[Stated problem] Copy every one of the records below word for word, without changing or leaving out anything.

[Records]
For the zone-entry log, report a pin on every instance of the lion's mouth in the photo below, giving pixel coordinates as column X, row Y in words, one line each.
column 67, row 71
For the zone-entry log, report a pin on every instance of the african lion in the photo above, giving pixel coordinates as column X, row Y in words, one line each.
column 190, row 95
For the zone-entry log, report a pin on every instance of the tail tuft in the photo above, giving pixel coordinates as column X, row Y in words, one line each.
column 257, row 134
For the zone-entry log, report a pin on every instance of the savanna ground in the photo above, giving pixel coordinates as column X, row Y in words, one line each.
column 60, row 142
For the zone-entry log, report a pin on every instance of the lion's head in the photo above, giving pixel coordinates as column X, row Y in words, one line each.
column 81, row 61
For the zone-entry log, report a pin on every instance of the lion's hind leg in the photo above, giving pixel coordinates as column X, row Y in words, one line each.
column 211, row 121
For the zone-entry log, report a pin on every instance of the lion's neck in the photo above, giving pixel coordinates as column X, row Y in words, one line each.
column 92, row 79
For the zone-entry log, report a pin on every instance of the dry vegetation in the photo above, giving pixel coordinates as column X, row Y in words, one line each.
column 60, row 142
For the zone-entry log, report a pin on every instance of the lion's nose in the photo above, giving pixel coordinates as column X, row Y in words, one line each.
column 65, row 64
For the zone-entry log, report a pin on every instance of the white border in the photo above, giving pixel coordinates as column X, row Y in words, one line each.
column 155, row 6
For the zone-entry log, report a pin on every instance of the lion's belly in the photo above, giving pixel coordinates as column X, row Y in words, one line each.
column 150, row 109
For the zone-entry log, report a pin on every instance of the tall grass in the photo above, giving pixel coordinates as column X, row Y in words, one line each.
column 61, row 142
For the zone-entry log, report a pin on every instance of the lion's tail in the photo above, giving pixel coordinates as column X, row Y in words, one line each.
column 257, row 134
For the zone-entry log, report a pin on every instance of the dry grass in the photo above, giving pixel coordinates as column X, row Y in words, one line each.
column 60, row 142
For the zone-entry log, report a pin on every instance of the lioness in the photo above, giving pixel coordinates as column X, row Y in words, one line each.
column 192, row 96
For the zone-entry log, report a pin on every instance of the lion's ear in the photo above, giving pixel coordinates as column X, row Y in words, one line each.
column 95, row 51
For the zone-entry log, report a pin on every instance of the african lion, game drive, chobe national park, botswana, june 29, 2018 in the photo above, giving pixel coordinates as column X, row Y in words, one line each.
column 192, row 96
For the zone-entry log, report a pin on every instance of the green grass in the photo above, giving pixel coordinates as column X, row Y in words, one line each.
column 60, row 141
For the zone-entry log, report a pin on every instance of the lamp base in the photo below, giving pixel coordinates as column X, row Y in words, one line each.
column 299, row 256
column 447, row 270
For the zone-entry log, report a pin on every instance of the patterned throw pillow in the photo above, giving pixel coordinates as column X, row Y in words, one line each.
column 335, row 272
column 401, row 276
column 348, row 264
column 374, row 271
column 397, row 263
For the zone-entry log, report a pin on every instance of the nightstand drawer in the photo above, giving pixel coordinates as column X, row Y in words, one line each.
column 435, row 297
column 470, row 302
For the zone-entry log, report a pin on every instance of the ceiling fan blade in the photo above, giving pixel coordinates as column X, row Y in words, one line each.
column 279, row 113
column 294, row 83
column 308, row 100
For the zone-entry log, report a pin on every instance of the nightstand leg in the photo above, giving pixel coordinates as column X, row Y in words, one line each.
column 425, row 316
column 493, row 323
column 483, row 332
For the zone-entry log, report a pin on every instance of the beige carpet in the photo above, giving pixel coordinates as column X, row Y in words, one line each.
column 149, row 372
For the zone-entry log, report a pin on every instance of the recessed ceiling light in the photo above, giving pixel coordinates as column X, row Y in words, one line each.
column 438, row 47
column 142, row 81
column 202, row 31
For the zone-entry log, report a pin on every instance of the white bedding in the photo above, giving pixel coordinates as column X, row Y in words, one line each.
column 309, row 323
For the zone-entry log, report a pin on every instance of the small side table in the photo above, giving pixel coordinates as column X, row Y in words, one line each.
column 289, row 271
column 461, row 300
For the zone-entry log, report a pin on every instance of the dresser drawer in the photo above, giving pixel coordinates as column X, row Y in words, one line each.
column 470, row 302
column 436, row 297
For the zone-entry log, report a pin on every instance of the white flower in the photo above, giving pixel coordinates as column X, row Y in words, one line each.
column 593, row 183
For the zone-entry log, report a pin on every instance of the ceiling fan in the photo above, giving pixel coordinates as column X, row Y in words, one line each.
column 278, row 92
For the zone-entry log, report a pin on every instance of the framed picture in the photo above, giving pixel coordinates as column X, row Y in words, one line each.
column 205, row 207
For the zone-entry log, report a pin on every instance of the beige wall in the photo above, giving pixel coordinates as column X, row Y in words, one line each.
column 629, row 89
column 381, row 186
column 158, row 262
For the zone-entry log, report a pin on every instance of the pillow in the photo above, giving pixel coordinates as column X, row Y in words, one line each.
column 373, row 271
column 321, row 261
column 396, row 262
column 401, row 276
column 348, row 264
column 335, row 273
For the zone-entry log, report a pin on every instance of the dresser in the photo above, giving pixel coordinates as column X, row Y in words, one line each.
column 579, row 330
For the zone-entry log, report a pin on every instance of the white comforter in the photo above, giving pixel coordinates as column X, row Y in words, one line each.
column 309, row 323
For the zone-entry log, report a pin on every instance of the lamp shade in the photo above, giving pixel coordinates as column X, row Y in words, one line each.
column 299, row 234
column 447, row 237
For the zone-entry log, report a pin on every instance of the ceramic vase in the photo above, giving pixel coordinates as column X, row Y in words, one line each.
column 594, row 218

[Answer for this exercise]
For the zone-entry log, report a pin on every instance of the lion's mouth in the photo below, giving pixel coordinates as column X, row Y in words, one line each.
column 67, row 71
For the zone-entry log, report a pin on every instance of the african lion in the photo above, giving pixel coordinates as column X, row Y in words, one line each.
column 190, row 95
For the zone-entry log, report a pin on every instance of the tail tuft in the photo above, giving pixel coordinates as column X, row Y in words, one line each.
column 257, row 134
For the zone-entry log, report a pin on every instance of the savanna ground in the photo above, giving pixel coordinates as column X, row Y in words, one line each.
column 60, row 142
For the zone-entry log, report a pin on every instance of the lion's head in the photo above, giving pixel coordinates as column X, row Y in words, one line each.
column 81, row 61
For the zone-entry log, report a pin on every instance of the lion's hind leg in the photo above, giving pixel coordinates as column X, row Y in words, one line each.
column 211, row 121
For the zone-entry log, report a pin on every instance of the lion's neck in the photo above, giving pixel coordinates as column X, row Y in words, one line each.
column 92, row 79
For the zone-entry log, report a pin on every instance of the dry vegetation in the photo above, giving pixel coordinates as column X, row Y in words, one line each.
column 60, row 142
For the zone-entry log, report a pin on every instance of the lion's nose in the photo above, giving pixel coordinates as column X, row Y in words, one line each.
column 65, row 64
For the zone-entry log, report a pin on every instance of the white border in the photo above, giving pixel coordinates as column X, row Y in words, one line each.
column 155, row 6
For the zone-entry log, report a pin on every instance of the lion's belly in the photo above, giving pixel coordinates as column X, row Y in words, one line each.
column 150, row 109
For the zone-entry log, report a pin on every instance of the tall grass in the photo above, giving pixel coordinates as column X, row Y in words, one line each.
column 61, row 142
For the zone-entry log, report a pin on every instance of the lion's tail in the photo above, giving pixel coordinates as column X, row Y in words, one line each.
column 257, row 134
For the zone-entry log, report a pin on every instance of the dry grass in the photo above, giving pixel coordinates as column X, row Y in words, one line each.
column 60, row 142
For the zone-entry log, report a pin on every instance of the lioness in the photo above, giving pixel coordinates as column X, row Y in words, one line each.
column 192, row 96
For the zone-entry log, report a pin on every instance of the lion's ear in the photo above, giving pixel coordinates as column X, row Y in words, one line each.
column 95, row 51
For the zone-entry log, report a pin on every instance of the african lion, game drive, chobe national park, botswana, june 29, 2018 in the photo above, giving pixel coordinates as column X, row Y in words, one line each.
column 192, row 96
For the zone-entry log, report a pin on every instance of the green grass in the photo above, giving pixel coordinates as column X, row Y in words, one line each.
column 60, row 141
For the zone-entry log, report a pin on every instance of the lamp base in the photo below, giving pixel coordinates as column X, row Y in words, one line each.
column 299, row 256
column 447, row 270
For the zone-entry log, report a pin on every instance of the patterned throw pillow in the photo above, giving pixel coordinates as column X, row Y in words, one line each.
column 335, row 272
column 401, row 276
column 348, row 264
column 374, row 271
column 397, row 263
For the zone-entry log, report a pin on every instance of the nightstand drawer in the photo above, giving pixel coordinates as column X, row Y in words, one line each.
column 435, row 297
column 470, row 302
For the zone-entry log, report a pin on every instance of the ceiling fan blade in the photo above, giving pixel coordinates as column X, row Y in words, one line each.
column 279, row 113
column 294, row 83
column 308, row 100
For the zone-entry log, report a pin on every instance of the nightstand leg in the photo above, giving pixel coordinates as column X, row Y in words, one line each.
column 425, row 316
column 493, row 323
column 483, row 332
For the zone-entry log, report a pin on every instance of the beige carpet in the photo above, giving pixel coordinates as column X, row Y in words, one line each.
column 149, row 372
For the zone-entry log, report a pin on every instance of the recessed ceiling light in the photo above, giving pixel coordinates as column X, row Y in words, one line each.
column 438, row 47
column 142, row 81
column 202, row 31
For the zone-entry log, report a pin on every instance of the white bedding in the photo above, giving pixel coordinates as column X, row Y in words, one line each.
column 309, row 323
For the zone-entry log, report a pin on every instance of the small side table in the photo above, giving pixel coordinates as column X, row Y in words, one line each.
column 289, row 271
column 461, row 300
For the zone-entry log, report a pin on every instance of the dresser drawer in the photo above, giving pixel coordinates as column X, row Y in words, one line each.
column 470, row 302
column 436, row 297
For the zone-entry log, report a pin on every instance of the white flower in the photo above, giving pixel coordinates as column X, row Y in words, one line each.
column 593, row 183
For the zone-entry log, report a pin on every instance of the ceiling fan in the photo above, giving pixel coordinates as column X, row Y in words, one line each.
column 278, row 92
For the zone-entry log, report a pin on every instance of the framed picture in the photo above, giving pixel coordinates as column X, row Y in words, one line each.
column 205, row 207
For the zone-entry log, report a pin on every instance of the beige wall in the photo above, giving pixel coordinates as column X, row Y in words, one line each.
column 629, row 89
column 381, row 186
column 158, row 262
For the zone-entry log, report a pin on every instance of the pillow in the photo above, giving pixel coordinates as column X, row Y in words, one line each.
column 373, row 271
column 321, row 261
column 396, row 262
column 401, row 276
column 348, row 264
column 335, row 273
For the zone-entry log, report a pin on every instance of the dresser in the photo above, giving pixel coordinates as column X, row Y in words, one line each.
column 579, row 330
For the zone-entry log, report a pin on every instance of the white comforter in the photo above, giving pixel coordinates as column X, row Y in words, one line each.
column 309, row 323
For the zone-entry log, report a pin on every instance of the lamp shade in the photo above, giving pixel coordinates as column X, row Y in words, one line each.
column 299, row 234
column 447, row 237
For the zone-entry log, report a pin on every instance of the ceramic vase in the photo above, giving pixel coordinates as column X, row Y in words, one line each.
column 594, row 218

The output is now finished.